After considering few different options, I ended up attempting to create a multi-speaker streaming system named Aioli (so yeah, I started another project). This text is closer to a devlog than tutorial, but there will be open source code repositories in case you want to see how it’s done. Enough with the blabber, let’s move on.

Overview Of The Project

Basically, in this project I want to have one audio source, and the audio from that single source would get wirelessly transmitted to multiple speakers. To be more specific, in my case there’s one Raspberry Pi 4 connected to an external audio source, and then there would be other Raspberry Pi 2’s connected to the speakers. The Raspberry Pis in this scenario would handle at least streaming, networking, receiving the audio, and playing the audio. This graph attempts to explain the situation:

To start out the project I decided to focus on the streaming between Raspberry Pis because I didn’t feel masochistic enough to start working with Bluetooth yet. Everything is all fun and games until Bluetooth is added into the mix, and I want to have a bit of fun and games.

Today’s focus is this part to be exact

Obviously, the first thing to do is to create a custom Yocto distro, because every self-respecting hobby project needs its own Linux distribution. Perhaps further down the line this distro can contain some useful configs and other things that actually justify its existence, but for now, it’s just a renamed example Poky distro.

------------------------------------------------------------

> [What to do]:
Can you reproduce the Aioli devlog word for word from "To start out" to "example Poky distro."?

> [Extracted information]:
------------------------------------------------------------

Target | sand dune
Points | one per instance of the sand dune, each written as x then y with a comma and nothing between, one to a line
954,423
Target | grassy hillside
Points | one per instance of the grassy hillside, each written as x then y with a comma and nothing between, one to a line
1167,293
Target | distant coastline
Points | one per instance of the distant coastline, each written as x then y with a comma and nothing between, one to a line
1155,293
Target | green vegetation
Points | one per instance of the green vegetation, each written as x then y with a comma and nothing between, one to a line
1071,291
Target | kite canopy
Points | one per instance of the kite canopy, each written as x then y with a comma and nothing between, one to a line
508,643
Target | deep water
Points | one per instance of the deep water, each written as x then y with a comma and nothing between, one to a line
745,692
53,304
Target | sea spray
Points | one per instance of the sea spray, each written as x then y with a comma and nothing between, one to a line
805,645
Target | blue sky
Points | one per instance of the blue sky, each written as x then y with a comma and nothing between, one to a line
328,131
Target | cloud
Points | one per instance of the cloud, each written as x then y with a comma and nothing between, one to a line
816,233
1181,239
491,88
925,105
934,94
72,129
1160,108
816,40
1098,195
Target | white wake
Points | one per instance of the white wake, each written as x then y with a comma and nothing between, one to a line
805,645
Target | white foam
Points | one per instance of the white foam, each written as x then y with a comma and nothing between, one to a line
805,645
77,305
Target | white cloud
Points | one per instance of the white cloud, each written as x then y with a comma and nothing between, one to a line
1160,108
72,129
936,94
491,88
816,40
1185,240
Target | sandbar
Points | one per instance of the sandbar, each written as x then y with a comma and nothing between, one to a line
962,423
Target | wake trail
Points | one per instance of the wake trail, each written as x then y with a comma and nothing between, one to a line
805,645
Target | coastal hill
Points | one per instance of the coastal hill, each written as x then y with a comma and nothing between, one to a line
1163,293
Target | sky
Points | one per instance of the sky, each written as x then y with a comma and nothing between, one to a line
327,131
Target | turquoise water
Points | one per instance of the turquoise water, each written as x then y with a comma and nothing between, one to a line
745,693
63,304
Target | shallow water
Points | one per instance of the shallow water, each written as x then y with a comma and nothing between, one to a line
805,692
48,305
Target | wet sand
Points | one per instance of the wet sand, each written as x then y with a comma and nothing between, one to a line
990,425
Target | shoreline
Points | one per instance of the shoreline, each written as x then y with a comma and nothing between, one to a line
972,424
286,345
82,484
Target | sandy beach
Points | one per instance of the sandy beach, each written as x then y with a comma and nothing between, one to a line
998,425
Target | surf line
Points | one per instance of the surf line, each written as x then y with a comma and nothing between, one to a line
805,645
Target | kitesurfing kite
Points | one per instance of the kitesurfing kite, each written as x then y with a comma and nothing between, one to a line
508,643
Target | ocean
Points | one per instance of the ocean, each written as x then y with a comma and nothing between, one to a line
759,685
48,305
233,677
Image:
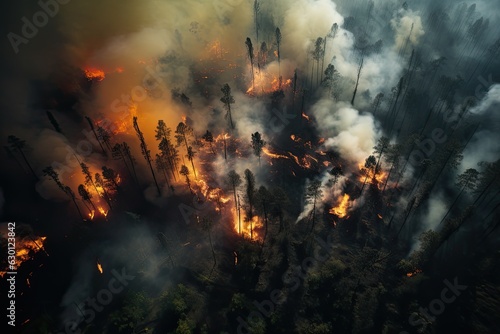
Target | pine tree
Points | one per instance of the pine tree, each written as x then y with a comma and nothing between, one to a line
227,99
257,144
145,152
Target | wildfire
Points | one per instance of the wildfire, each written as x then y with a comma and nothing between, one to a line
99,267
270,154
378,178
249,229
413,273
102,211
342,208
94,73
25,249
267,83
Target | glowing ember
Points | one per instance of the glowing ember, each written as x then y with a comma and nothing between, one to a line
94,73
99,267
249,229
413,273
270,154
102,211
378,178
342,208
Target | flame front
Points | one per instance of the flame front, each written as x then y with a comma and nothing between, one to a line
413,273
94,73
249,229
99,267
342,208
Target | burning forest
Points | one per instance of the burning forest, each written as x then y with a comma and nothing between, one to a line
249,166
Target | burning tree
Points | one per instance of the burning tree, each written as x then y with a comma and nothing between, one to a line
92,128
234,180
257,144
185,171
105,136
249,45
278,43
19,146
336,172
181,133
256,10
313,194
190,155
250,198
368,170
209,138
317,55
145,152
111,177
161,166
86,196
99,181
50,172
122,152
227,99
357,81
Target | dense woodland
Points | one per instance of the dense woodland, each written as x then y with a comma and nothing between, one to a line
227,229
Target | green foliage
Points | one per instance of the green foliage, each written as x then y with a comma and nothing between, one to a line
134,309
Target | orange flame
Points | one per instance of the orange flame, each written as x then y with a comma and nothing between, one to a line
94,73
342,208
99,267
270,154
413,273
249,229
102,211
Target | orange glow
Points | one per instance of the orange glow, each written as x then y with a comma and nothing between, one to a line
272,155
379,177
266,83
413,273
94,73
102,211
342,208
99,267
249,229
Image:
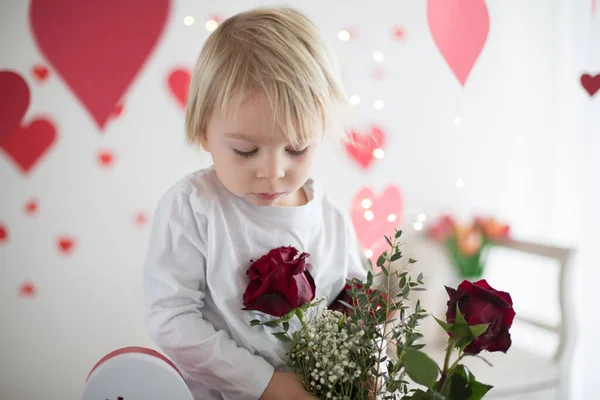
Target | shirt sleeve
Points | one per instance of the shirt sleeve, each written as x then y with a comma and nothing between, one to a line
173,289
356,265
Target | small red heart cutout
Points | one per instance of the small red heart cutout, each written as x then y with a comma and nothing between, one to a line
27,289
106,158
65,244
179,83
40,72
3,234
590,83
118,110
31,207
26,145
14,101
361,146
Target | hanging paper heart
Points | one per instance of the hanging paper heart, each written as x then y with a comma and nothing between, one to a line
179,83
40,72
27,289
590,83
25,145
362,145
14,102
31,207
459,29
65,244
375,216
97,49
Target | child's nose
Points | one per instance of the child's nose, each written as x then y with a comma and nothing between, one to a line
271,170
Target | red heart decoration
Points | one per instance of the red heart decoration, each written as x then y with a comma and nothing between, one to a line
590,83
106,158
118,110
3,234
375,216
107,46
14,101
361,146
27,289
26,145
459,29
65,244
31,207
179,83
40,72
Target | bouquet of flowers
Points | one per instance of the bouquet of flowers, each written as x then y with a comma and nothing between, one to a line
365,345
466,244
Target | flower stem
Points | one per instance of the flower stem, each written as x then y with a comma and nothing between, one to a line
447,369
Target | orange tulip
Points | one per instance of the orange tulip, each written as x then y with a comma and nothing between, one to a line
468,240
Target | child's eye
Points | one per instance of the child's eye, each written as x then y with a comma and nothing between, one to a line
245,153
297,153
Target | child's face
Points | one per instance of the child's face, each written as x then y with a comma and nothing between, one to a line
256,162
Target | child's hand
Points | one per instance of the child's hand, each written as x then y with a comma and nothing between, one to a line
285,386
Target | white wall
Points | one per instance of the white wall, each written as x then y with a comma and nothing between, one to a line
527,149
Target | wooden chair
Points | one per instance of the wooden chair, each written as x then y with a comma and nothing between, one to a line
521,373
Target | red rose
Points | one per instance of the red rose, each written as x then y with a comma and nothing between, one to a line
279,282
479,303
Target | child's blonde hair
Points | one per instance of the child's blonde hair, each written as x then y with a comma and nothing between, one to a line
274,50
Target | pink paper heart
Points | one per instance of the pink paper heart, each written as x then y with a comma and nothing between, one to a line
97,49
363,144
375,216
459,29
25,145
590,83
14,102
179,83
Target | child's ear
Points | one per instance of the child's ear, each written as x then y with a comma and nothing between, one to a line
204,142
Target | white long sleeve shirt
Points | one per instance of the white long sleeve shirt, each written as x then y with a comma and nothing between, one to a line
201,243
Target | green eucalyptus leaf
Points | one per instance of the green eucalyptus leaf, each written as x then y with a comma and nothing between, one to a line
420,368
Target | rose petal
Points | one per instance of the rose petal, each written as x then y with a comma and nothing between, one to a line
502,342
451,312
305,289
272,304
299,264
491,295
283,283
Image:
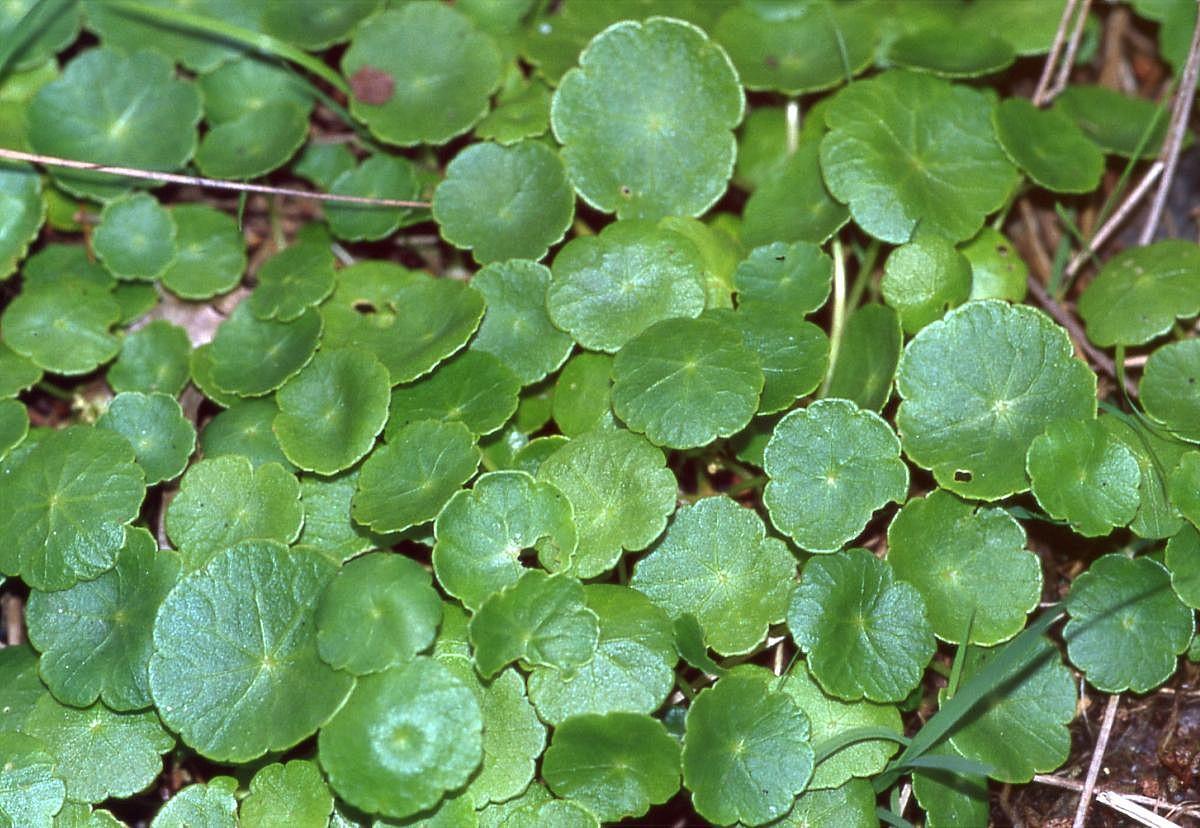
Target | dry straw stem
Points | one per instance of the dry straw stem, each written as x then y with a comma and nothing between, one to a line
211,184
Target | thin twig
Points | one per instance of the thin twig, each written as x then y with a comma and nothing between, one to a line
1116,219
214,184
1093,769
1060,36
1175,135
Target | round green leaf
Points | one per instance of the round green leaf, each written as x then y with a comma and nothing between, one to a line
747,753
292,281
633,669
210,252
245,429
1020,727
868,358
796,48
646,120
831,466
99,753
970,564
1169,389
473,388
717,563
378,177
796,276
331,411
504,202
407,319
407,480
952,52
541,619
403,738
258,685
155,426
95,637
22,211
1140,292
1127,627
615,765
685,382
251,357
379,611
582,394
118,109
292,793
864,633
923,279
621,490
63,327
225,501
829,717
610,287
1083,474
1114,121
153,359
64,507
978,387
136,238
30,791
481,533
1049,147
421,73
516,328
877,160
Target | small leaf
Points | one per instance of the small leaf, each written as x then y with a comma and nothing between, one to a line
609,288
407,480
258,685
210,252
717,564
504,202
1083,474
225,501
65,504
114,108
747,753
292,793
1127,627
155,426
251,357
516,327
864,633
685,382
403,738
978,387
631,671
970,564
95,637
615,765
875,159
97,753
831,466
646,120
473,388
459,70
136,238
481,533
621,490
379,611
331,411
153,359
1049,147
541,619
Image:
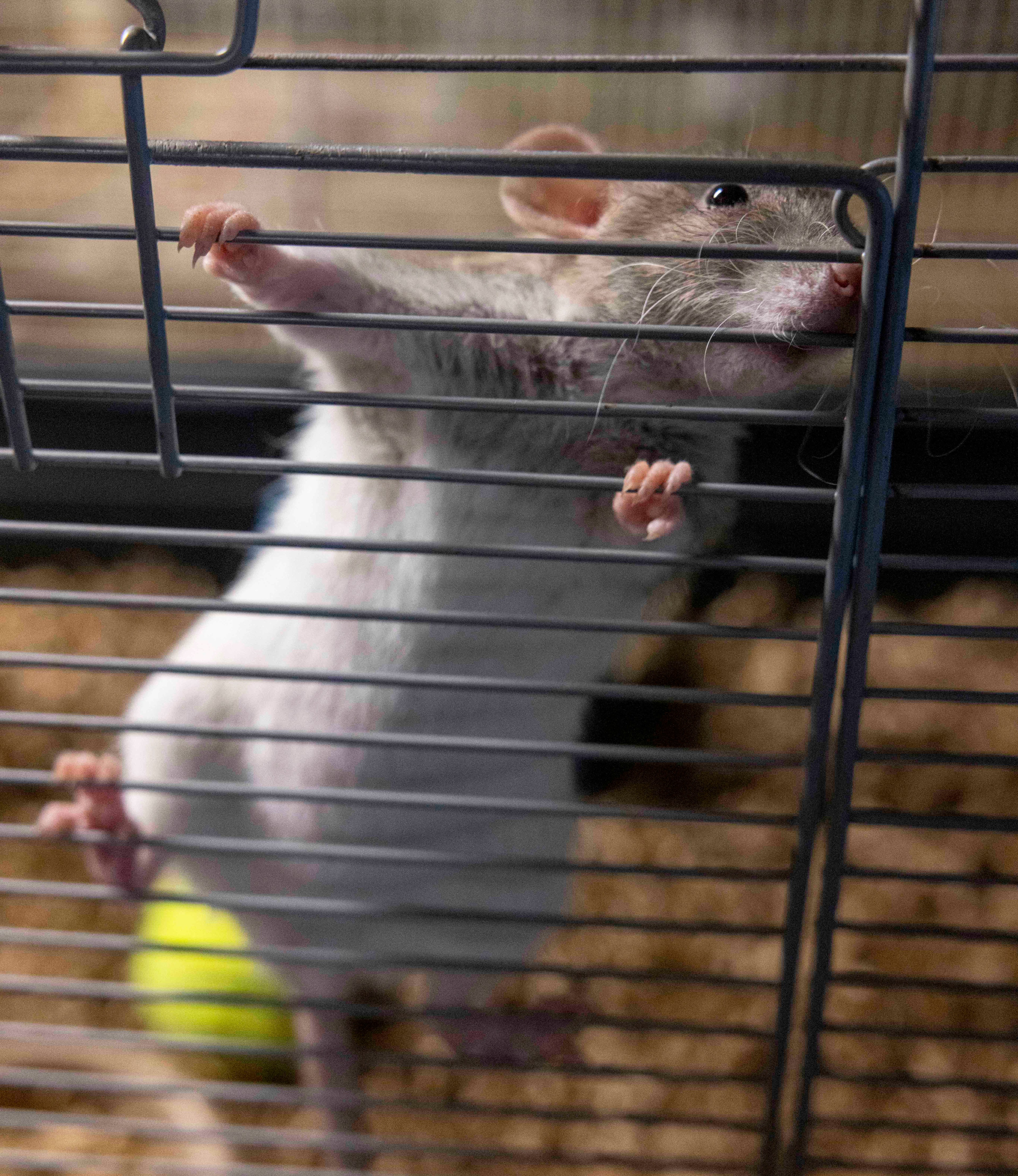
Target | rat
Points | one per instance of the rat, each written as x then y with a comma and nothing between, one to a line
657,458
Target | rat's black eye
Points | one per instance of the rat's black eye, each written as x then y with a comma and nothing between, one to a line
728,194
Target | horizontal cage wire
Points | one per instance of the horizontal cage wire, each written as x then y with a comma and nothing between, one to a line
541,892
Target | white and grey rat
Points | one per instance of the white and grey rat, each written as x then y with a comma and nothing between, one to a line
656,456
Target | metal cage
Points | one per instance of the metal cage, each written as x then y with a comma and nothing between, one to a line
782,1134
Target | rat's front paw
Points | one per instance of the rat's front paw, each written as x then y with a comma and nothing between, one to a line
211,229
98,806
649,504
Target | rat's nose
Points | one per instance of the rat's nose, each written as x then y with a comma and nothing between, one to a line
847,278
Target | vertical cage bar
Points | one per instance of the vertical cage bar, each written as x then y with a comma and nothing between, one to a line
911,146
12,393
139,164
837,586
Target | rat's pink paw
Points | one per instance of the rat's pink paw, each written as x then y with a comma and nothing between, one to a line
98,806
211,229
649,504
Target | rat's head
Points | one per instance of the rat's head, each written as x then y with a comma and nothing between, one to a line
784,298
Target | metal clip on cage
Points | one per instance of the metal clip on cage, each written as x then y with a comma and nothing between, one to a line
850,571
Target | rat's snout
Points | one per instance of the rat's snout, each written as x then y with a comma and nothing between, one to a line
845,279
830,298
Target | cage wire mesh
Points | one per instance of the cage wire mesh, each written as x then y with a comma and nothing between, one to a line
788,941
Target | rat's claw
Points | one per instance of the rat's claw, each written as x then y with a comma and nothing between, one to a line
649,504
216,224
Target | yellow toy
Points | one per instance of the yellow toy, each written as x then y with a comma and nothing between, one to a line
194,925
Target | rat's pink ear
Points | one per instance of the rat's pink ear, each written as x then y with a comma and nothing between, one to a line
556,207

------------------------------------------------------------

> [Answer to the problem]:
To start out the project I decided to focus on the streaming between Raspberry Pis because I didn’t feel masochistic enough to start working with Bluetooth yet. Everything is all fun and games until Bluetooth is added into the mix, and I want to have a bit of fun and games.

Today’s focus is this part to be exact

Obviously, the first thing to do is to create a custom Yocto distro, because every self-respecting hobby project needs its own Linux distribution. Perhaps further down the line this distro can contain some useful configs and other things that actually justify its existence, but for now, it’s just a renamed example Poky distro.